* **Task details**: Write out, with no changes, the lines from the line containing "Please inspect the image and mark the street" up to and including the line containing "[291,287,447,349]".

[Stored data]
+ + + + + + +

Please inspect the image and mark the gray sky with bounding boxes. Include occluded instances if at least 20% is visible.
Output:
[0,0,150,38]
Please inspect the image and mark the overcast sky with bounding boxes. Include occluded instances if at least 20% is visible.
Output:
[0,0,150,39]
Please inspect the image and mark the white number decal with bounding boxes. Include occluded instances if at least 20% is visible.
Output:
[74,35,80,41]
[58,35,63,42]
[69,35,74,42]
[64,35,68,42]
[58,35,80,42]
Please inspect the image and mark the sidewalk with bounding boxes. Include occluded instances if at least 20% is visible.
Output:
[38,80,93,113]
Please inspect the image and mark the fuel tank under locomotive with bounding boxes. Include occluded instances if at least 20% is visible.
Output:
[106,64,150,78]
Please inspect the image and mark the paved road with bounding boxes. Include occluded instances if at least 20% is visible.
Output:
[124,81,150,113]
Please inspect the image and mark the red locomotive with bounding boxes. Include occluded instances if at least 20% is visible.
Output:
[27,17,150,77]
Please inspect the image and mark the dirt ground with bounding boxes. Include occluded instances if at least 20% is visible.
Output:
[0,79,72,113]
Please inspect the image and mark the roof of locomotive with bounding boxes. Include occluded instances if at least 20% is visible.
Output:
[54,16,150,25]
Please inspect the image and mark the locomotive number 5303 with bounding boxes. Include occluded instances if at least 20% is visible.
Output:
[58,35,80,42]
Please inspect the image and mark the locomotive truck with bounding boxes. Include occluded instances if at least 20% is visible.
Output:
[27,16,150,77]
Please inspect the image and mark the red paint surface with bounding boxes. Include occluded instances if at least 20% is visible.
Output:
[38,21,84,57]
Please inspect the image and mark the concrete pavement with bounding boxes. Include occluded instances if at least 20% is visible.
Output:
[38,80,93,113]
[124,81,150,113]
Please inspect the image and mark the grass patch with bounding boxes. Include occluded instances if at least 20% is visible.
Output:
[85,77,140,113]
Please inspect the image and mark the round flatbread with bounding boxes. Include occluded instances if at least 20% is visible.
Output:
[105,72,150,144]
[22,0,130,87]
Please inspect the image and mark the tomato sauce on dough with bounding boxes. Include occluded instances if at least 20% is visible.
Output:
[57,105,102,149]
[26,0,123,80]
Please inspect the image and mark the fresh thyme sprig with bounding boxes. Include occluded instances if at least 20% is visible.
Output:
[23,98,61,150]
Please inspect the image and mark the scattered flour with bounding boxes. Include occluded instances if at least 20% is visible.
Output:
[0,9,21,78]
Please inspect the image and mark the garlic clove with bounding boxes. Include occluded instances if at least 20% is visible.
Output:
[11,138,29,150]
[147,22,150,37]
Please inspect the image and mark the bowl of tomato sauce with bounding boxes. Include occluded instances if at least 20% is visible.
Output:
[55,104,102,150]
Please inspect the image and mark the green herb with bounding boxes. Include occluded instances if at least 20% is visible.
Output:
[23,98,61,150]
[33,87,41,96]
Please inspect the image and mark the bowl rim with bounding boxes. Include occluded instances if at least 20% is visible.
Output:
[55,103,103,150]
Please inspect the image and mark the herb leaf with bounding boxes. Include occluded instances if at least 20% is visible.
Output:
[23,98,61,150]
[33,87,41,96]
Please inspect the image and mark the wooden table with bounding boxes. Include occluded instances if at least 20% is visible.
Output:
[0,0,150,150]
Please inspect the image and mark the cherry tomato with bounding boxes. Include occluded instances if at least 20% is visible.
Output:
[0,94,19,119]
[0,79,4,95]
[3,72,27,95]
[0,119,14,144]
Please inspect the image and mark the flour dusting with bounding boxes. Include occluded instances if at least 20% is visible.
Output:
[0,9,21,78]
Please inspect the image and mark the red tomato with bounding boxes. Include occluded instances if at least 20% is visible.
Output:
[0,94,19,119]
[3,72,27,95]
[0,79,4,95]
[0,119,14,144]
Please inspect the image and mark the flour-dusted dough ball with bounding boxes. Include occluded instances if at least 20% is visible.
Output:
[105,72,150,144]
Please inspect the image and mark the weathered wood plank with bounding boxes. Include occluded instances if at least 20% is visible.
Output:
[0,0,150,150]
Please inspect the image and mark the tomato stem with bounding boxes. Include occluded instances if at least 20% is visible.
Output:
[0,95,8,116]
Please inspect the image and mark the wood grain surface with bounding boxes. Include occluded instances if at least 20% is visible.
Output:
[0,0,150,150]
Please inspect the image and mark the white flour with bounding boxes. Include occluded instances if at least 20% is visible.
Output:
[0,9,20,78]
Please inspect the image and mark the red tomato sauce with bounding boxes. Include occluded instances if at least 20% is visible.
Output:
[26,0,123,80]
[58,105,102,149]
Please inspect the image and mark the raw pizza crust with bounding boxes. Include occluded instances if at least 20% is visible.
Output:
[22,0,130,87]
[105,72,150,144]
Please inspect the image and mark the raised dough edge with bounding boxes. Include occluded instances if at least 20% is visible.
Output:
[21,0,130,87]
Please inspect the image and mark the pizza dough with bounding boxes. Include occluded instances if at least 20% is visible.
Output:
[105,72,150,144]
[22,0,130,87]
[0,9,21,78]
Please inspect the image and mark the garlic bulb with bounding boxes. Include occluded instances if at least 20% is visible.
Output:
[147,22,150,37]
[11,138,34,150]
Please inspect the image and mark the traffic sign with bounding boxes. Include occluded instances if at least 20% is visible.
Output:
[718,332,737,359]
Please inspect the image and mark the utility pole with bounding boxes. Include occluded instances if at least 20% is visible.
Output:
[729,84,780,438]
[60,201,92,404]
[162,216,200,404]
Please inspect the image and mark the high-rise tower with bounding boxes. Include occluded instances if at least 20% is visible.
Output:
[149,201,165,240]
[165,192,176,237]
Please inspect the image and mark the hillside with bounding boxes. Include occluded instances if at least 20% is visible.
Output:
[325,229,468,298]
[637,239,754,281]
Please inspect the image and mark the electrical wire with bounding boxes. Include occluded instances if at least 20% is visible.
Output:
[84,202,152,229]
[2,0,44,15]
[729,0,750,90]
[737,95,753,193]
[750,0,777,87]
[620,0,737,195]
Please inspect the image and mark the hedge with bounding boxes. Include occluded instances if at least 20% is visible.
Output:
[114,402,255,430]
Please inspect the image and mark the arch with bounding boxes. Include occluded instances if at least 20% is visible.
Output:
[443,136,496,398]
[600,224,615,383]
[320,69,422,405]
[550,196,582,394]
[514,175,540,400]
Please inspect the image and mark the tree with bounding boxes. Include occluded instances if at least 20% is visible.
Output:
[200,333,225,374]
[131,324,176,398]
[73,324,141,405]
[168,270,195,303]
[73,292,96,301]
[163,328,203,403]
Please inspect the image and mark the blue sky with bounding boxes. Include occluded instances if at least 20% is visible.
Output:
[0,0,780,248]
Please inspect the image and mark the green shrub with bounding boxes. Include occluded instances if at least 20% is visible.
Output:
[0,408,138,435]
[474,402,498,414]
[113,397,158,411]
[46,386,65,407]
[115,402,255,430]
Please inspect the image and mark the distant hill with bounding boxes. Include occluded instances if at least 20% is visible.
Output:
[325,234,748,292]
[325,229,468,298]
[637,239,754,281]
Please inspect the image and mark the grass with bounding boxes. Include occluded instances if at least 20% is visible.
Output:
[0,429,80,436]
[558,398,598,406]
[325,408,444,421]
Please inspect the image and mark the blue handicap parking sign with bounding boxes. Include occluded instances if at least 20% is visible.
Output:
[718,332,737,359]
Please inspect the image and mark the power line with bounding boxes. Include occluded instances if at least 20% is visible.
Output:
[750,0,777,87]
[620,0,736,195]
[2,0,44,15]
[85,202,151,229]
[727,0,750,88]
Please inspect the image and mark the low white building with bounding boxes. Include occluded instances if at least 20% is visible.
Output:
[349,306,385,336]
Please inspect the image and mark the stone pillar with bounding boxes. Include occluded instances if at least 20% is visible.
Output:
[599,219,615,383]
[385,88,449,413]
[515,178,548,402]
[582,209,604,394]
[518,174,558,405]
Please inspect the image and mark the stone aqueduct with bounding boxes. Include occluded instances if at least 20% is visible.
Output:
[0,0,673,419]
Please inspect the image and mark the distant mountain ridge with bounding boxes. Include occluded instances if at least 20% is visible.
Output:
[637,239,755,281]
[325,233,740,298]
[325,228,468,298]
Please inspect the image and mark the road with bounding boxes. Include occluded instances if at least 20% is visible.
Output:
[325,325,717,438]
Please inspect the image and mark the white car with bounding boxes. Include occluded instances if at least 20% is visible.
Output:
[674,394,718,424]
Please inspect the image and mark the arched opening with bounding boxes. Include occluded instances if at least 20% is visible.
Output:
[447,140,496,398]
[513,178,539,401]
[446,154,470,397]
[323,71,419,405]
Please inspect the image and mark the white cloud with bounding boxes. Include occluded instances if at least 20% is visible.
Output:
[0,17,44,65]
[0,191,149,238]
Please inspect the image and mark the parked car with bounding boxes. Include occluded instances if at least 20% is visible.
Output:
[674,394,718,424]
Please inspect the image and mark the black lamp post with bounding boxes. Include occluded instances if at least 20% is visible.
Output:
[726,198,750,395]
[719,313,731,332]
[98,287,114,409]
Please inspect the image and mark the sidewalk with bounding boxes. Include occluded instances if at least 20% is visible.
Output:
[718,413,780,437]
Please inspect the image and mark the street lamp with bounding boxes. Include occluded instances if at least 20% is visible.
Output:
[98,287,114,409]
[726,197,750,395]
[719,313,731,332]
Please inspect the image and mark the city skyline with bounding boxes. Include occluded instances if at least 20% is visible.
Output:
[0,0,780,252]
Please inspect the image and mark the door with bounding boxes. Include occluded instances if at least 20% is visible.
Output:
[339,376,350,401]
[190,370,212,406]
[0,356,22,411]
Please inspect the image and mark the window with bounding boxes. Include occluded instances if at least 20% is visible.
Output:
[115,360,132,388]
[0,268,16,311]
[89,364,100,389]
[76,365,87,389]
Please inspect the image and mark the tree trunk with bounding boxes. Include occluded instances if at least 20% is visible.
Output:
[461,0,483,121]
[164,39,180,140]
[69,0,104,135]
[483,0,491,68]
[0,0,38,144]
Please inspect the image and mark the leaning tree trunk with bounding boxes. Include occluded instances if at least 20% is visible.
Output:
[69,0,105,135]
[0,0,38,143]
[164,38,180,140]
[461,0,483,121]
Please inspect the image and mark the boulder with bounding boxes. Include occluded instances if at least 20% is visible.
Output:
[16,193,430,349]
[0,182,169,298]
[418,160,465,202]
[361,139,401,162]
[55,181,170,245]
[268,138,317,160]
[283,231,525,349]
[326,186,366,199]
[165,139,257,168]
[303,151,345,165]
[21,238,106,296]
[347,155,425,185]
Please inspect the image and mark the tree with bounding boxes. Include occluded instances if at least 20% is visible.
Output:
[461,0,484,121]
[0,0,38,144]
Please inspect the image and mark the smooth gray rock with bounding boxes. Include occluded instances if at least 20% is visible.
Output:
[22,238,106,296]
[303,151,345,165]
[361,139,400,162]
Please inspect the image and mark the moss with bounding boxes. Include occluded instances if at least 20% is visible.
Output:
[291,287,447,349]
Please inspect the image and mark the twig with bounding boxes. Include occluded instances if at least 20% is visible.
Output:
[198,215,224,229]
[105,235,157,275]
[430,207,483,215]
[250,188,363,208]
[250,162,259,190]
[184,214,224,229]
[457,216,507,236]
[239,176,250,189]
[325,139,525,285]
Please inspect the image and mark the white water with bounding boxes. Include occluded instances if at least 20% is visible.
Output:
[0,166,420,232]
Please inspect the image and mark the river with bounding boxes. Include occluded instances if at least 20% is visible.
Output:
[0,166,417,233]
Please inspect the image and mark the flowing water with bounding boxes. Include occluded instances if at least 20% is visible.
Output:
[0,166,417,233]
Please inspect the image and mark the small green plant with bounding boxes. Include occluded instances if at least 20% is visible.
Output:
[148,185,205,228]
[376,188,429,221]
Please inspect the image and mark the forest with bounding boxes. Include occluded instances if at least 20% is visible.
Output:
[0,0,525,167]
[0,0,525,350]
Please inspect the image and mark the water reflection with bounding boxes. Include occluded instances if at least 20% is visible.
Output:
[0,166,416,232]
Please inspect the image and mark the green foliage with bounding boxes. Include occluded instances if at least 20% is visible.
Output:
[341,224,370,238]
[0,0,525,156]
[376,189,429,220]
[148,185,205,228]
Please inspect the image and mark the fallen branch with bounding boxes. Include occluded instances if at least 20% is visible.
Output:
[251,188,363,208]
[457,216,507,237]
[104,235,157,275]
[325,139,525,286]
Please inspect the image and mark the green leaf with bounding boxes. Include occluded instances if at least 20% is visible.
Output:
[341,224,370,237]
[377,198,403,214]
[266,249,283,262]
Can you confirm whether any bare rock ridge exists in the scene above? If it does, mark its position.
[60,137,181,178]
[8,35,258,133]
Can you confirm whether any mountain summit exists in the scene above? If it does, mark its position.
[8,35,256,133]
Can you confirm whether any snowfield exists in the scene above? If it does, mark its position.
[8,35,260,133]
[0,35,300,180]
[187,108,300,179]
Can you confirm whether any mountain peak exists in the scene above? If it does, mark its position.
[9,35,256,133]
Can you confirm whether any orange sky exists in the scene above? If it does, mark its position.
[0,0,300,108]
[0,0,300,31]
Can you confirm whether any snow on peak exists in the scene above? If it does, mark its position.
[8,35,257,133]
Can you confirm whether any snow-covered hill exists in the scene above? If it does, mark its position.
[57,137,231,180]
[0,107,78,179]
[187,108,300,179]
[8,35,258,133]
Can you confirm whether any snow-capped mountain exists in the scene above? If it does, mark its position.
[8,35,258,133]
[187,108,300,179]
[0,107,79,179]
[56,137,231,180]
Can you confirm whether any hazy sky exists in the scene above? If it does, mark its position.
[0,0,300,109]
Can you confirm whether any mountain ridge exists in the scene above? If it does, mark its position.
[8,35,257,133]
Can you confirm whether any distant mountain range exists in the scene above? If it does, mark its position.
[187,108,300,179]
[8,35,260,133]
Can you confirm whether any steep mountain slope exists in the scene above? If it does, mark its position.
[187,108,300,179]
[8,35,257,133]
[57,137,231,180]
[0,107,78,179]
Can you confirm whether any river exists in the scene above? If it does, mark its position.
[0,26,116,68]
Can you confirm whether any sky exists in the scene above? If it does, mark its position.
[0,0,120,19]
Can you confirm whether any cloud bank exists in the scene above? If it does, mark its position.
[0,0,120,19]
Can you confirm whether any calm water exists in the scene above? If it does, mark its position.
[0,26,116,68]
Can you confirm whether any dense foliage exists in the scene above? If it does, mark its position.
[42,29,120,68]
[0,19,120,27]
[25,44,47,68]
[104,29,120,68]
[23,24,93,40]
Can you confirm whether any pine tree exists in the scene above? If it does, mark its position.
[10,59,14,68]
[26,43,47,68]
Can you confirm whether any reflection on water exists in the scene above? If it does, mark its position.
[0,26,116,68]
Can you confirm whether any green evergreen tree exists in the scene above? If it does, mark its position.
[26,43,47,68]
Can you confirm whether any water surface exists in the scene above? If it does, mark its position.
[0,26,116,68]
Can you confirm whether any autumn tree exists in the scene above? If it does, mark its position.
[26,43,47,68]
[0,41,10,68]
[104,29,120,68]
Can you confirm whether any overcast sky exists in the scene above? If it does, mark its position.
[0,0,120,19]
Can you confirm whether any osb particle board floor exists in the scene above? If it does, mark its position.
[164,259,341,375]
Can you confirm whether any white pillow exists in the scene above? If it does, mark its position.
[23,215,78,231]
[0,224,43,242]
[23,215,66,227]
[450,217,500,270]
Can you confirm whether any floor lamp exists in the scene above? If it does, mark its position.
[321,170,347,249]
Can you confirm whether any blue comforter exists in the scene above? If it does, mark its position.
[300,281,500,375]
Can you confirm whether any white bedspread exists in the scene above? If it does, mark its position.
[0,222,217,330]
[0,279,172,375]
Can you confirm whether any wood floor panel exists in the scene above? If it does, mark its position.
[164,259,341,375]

+ + + + + + +

* **Answer below**:
Please inspect the image and mark the street lamp with bounding boxes. Include occluded instances if at least 20% is visible.
Output:
[98,287,114,409]
[726,197,750,395]
[719,313,731,332]
Please inspect the image and mark the city skyline with bounding boxes. Include occluded instances if at least 20% is visible.
Output:
[0,0,780,252]
Please inspect the image and mark the door with bounding boxes. Include occluded instances if at least 20% is visible.
Output:
[339,376,350,401]
[190,370,212,406]
[0,356,22,411]
Please inspect the image and mark the window with bounding boxes. Include occluded instances if at least 20% is visible.
Output:
[115,360,132,388]
[0,268,16,311]
[89,364,100,389]
[76,365,87,389]
Please inspect the image and mark the tree trunk with bounding boxes. Include occluded instances if at least 20% is visible.
Output:
[461,0,483,121]
[164,39,180,140]
[69,0,104,135]
[483,0,491,68]
[0,0,38,144]
Please inspect the image and mark the leaning tree trunk with bounding boxes. Include occluded instances if at least 20% is visible.
Output:
[69,0,105,135]
[0,0,38,143]
[164,38,180,140]
[461,0,483,121]
Please inspect the image and mark the boulder with bounding boxes. Include occluded instances if at least 20% is visible.
Output:
[16,193,430,349]
[0,182,169,298]
[418,160,465,202]
[361,139,401,162]
[55,181,170,245]
[268,138,317,160]
[283,231,525,349]
[326,186,366,199]
[165,139,257,168]
[303,151,345,165]
[21,238,106,296]
[347,155,425,185]
Please inspect the image and mark the tree with bounding boxes. Include occluded instances if at least 20% is visible.
Output:
[461,0,484,121]
[0,0,38,144]
Please inspect the image and mark the smooth gray rock with bounding boxes. Include occluded instances if at least 20% is visible.
Output:
[22,238,106,296]
[303,151,345,165]
[361,139,400,162]
Please inspect the image and mark the moss with bounding boxes. Include occluded instances if at least 20% is visible.
Output:
[291,287,447,349]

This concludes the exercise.